Data supplied:
* BEGIN *

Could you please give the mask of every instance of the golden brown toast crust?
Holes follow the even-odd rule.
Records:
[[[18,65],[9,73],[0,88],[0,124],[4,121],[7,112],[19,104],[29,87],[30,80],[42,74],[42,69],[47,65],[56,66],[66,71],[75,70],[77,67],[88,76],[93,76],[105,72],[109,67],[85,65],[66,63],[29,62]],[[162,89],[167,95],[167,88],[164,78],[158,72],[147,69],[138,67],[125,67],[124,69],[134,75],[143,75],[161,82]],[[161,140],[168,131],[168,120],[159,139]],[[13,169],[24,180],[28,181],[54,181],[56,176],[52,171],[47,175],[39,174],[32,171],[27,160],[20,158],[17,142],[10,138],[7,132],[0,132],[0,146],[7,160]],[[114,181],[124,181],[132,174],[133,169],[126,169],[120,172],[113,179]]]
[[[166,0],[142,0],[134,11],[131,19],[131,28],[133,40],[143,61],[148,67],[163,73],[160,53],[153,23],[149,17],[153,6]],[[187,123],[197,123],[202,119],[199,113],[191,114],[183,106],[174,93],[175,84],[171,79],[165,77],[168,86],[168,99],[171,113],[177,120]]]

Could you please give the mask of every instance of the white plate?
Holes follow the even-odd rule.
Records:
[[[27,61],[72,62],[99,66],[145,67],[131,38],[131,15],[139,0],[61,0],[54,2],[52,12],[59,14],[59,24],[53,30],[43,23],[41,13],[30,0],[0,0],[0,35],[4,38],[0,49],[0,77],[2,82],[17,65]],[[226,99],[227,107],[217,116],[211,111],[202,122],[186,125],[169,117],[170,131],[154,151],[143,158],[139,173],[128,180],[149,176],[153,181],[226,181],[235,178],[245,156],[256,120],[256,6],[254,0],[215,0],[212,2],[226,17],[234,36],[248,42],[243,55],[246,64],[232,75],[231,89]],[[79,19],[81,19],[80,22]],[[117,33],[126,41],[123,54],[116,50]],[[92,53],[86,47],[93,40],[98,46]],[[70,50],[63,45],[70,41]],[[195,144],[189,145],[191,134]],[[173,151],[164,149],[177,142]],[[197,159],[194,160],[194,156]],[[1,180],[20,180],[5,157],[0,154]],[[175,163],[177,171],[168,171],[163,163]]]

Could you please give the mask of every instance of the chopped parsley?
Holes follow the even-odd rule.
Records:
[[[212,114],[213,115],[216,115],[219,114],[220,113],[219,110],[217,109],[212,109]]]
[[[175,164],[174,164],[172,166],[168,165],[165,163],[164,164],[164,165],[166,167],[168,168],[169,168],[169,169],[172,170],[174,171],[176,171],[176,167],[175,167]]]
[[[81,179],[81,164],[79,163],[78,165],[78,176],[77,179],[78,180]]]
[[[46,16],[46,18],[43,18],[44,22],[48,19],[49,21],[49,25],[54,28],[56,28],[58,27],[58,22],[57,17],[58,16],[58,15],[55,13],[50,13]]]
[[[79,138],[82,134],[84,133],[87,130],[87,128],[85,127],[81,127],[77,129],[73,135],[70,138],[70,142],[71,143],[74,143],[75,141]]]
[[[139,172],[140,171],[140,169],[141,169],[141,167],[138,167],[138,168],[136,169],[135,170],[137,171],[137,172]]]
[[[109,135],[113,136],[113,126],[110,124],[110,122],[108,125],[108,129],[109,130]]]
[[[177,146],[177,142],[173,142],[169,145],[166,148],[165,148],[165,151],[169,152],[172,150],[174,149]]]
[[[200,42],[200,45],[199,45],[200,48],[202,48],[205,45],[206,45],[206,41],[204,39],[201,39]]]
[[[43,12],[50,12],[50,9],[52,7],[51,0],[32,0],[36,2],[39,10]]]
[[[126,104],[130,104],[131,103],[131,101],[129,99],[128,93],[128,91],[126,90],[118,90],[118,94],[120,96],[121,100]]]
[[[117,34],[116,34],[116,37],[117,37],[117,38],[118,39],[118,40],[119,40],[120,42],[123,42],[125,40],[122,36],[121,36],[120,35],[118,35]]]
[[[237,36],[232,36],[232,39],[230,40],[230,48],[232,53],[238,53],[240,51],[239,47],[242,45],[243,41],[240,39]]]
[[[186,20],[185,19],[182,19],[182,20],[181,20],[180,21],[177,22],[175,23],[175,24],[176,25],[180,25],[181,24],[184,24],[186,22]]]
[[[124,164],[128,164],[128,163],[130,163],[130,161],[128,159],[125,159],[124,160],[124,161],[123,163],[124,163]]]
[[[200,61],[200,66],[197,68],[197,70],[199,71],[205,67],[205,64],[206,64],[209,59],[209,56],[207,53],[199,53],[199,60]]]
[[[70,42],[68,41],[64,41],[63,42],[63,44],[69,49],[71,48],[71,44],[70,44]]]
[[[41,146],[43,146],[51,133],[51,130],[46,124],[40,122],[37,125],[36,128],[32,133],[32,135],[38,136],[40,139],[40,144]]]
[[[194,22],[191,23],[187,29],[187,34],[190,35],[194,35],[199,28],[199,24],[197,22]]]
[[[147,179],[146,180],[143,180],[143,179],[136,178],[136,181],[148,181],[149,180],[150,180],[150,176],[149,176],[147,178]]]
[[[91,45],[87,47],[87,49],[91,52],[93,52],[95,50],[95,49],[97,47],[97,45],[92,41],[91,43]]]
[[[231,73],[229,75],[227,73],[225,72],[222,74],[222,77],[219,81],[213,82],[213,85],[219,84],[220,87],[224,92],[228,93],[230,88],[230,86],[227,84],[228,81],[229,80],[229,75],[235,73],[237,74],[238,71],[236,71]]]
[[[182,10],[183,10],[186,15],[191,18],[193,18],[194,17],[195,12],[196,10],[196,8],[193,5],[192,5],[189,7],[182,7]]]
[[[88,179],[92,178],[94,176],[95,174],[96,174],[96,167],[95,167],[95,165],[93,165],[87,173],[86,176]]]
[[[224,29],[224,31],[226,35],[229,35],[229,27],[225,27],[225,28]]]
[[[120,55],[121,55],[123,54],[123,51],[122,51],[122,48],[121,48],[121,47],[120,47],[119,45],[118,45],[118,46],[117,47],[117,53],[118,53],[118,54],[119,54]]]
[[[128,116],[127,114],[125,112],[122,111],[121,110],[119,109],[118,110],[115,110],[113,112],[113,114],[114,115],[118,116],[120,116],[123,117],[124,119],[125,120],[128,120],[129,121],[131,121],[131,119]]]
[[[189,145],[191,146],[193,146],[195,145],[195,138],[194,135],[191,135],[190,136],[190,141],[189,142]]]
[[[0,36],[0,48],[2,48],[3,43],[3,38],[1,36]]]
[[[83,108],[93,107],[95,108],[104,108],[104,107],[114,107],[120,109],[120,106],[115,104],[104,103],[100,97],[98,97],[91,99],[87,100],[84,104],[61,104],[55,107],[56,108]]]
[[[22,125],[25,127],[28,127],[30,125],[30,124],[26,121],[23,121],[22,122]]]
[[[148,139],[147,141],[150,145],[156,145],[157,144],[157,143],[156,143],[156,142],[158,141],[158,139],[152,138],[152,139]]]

* END *

Stated exercise: Write out the records shown above, exactly as they appear.

Problem solution:
Could you please give the mask of every instance of the golden brown toast crust?
Holes follow the even-odd rule.
Records:
[[[18,65],[9,73],[0,88],[0,124],[4,121],[7,112],[19,104],[29,87],[30,80],[42,74],[42,69],[47,65],[56,66],[66,71],[75,70],[77,67],[88,76],[93,76],[105,72],[109,67],[85,65],[66,63],[29,62]],[[162,89],[167,95],[167,88],[164,78],[158,72],[147,69],[138,67],[125,67],[124,69],[134,75],[143,75],[161,82]],[[161,140],[168,131],[168,120],[159,139]],[[13,169],[24,180],[28,181],[54,181],[56,176],[52,171],[47,175],[39,174],[32,171],[27,160],[20,158],[17,142],[10,138],[7,132],[0,132],[0,146],[7,160]],[[114,181],[124,181],[132,174],[133,169],[126,169],[120,172],[113,179]]]
[[[166,0],[142,0],[134,11],[131,19],[131,28],[133,40],[143,61],[148,67],[163,73],[160,53],[153,23],[149,17],[153,6]],[[187,123],[197,123],[202,119],[199,113],[191,114],[183,106],[174,93],[175,84],[171,79],[165,77],[168,86],[168,99],[171,113],[177,120]]]

Could you please give the mask of every instance of the white plate?
Holes follow the even-odd rule.
Records:
[[[27,61],[72,62],[99,66],[145,67],[131,38],[131,15],[139,0],[61,0],[54,2],[52,12],[59,14],[59,24],[53,30],[43,23],[41,13],[30,0],[0,0],[0,35],[4,38],[0,49],[0,77],[2,82],[17,65]],[[226,99],[227,107],[217,116],[211,111],[202,122],[186,125],[169,117],[170,131],[154,151],[143,158],[139,173],[128,180],[149,176],[153,181],[226,181],[235,178],[245,156],[256,120],[256,6],[254,0],[215,0],[212,2],[226,17],[234,36],[248,42],[243,55],[246,64],[232,75],[231,89]],[[79,19],[81,19],[80,22]],[[117,33],[126,41],[123,54],[116,50]],[[92,53],[86,47],[93,40],[98,46]],[[70,50],[63,45],[70,41]],[[195,144],[189,145],[191,134]],[[173,151],[164,149],[177,142]],[[197,159],[194,160],[194,156]],[[1,180],[20,180],[5,157],[0,154]],[[175,163],[177,171],[168,171],[163,163]]]

Could you please give the mask of every instance of the chopped parsley?
Holes follow the even-odd rule.
Records:
[[[212,114],[213,115],[216,115],[219,114],[220,113],[219,110],[217,109],[212,109]]]
[[[175,164],[174,164],[172,166],[168,165],[165,163],[164,164],[164,165],[166,167],[168,168],[169,168],[169,169],[172,170],[174,171],[176,171],[176,167],[175,167]]]
[[[81,179],[81,164],[79,163],[78,165],[78,176],[77,179],[78,180]]]
[[[46,16],[46,18],[43,18],[44,22],[48,19],[49,21],[49,25],[54,28],[56,28],[58,27],[58,22],[57,17],[58,16],[58,15],[55,13],[50,13]]]
[[[79,138],[82,134],[84,133],[87,130],[87,128],[85,127],[81,127],[77,129],[73,135],[70,138],[70,142],[71,143],[74,143],[75,141]]]
[[[139,172],[140,171],[140,169],[141,169],[141,167],[138,167],[138,168],[136,169],[135,170],[137,171],[137,172]]]
[[[109,135],[113,136],[113,126],[110,124],[110,122],[108,125],[108,129],[109,130]]]
[[[177,146],[177,142],[173,142],[169,145],[166,148],[165,148],[165,151],[169,152],[172,150],[174,149]]]
[[[200,42],[200,45],[199,45],[200,48],[202,48],[205,45],[206,45],[206,41],[204,39],[201,39]]]
[[[43,12],[50,12],[50,9],[52,7],[51,0],[32,0],[36,2],[39,10]]]
[[[126,104],[130,104],[131,103],[131,101],[129,99],[128,93],[128,91],[126,90],[118,90],[118,94],[120,96],[121,100]]]
[[[117,34],[116,34],[116,37],[117,37],[117,38],[118,39],[118,40],[119,40],[120,42],[123,42],[125,40],[122,36],[121,36],[120,35],[118,35]]]
[[[237,36],[232,36],[232,39],[230,40],[230,48],[232,53],[238,53],[240,51],[239,47],[242,45],[243,41],[240,39]]]
[[[186,20],[185,19],[182,19],[182,20],[181,20],[180,21],[177,22],[175,23],[175,24],[176,25],[180,25],[181,24],[184,24],[186,22]]]
[[[124,164],[128,164],[128,163],[130,163],[130,161],[128,159],[125,159],[124,160],[124,161],[123,163],[124,163]]]
[[[200,61],[200,66],[197,68],[197,70],[199,71],[205,67],[205,64],[206,64],[209,59],[209,56],[207,53],[199,53],[199,60]]]
[[[70,42],[68,41],[64,41],[63,42],[63,44],[69,49],[71,48],[71,44],[70,44]]]
[[[41,146],[43,146],[51,133],[51,130],[46,124],[40,122],[37,125],[36,128],[32,133],[32,135],[38,136],[40,139],[40,144]]]
[[[194,22],[191,23],[187,29],[187,34],[190,35],[194,35],[199,28],[199,24],[197,22]]]
[[[147,179],[146,180],[143,180],[143,179],[136,178],[136,181],[148,181],[149,180],[150,180],[150,176],[149,176],[147,178]]]
[[[91,45],[87,47],[87,49],[91,52],[93,52],[95,50],[95,49],[97,47],[97,45],[92,41],[91,43]]]
[[[231,73],[229,75],[227,73],[225,72],[222,74],[222,77],[219,81],[213,82],[213,85],[219,84],[220,87],[224,92],[228,93],[230,88],[230,86],[227,84],[228,81],[229,80],[229,75],[235,73],[237,74],[238,71],[236,71]]]
[[[182,10],[183,10],[186,15],[191,18],[193,18],[194,17],[195,12],[196,10],[196,8],[193,5],[192,5],[189,7],[182,7]]]
[[[88,179],[92,178],[94,176],[95,174],[96,174],[96,167],[95,167],[95,165],[93,165],[87,173],[86,176]]]
[[[224,29],[224,31],[226,35],[229,35],[229,27],[225,27],[225,28]]]
[[[120,55],[121,55],[123,54],[123,51],[122,51],[122,48],[121,48],[121,47],[120,47],[119,45],[118,45],[118,46],[117,47],[117,53],[118,53],[118,54],[119,54]]]
[[[128,116],[127,114],[125,112],[122,111],[121,110],[119,109],[118,110],[115,110],[113,112],[113,114],[114,115],[118,116],[120,116],[123,117],[124,119],[125,120],[128,120],[129,121],[131,121],[131,119]]]
[[[189,145],[191,146],[193,146],[195,145],[195,138],[194,135],[191,135],[190,136],[190,141],[189,142]]]
[[[0,36],[0,48],[2,48],[3,43],[3,38],[1,36]]]
[[[83,108],[93,107],[95,108],[104,108],[104,107],[114,107],[120,109],[120,106],[115,104],[104,103],[100,97],[98,97],[91,99],[87,100],[84,104],[61,104],[55,107],[56,108]]]
[[[22,125],[25,127],[28,127],[30,125],[30,124],[26,121],[23,121],[22,122]]]
[[[148,139],[147,141],[150,145],[156,145],[157,144],[157,143],[156,143],[156,142],[158,141],[158,139],[152,138],[152,139]]]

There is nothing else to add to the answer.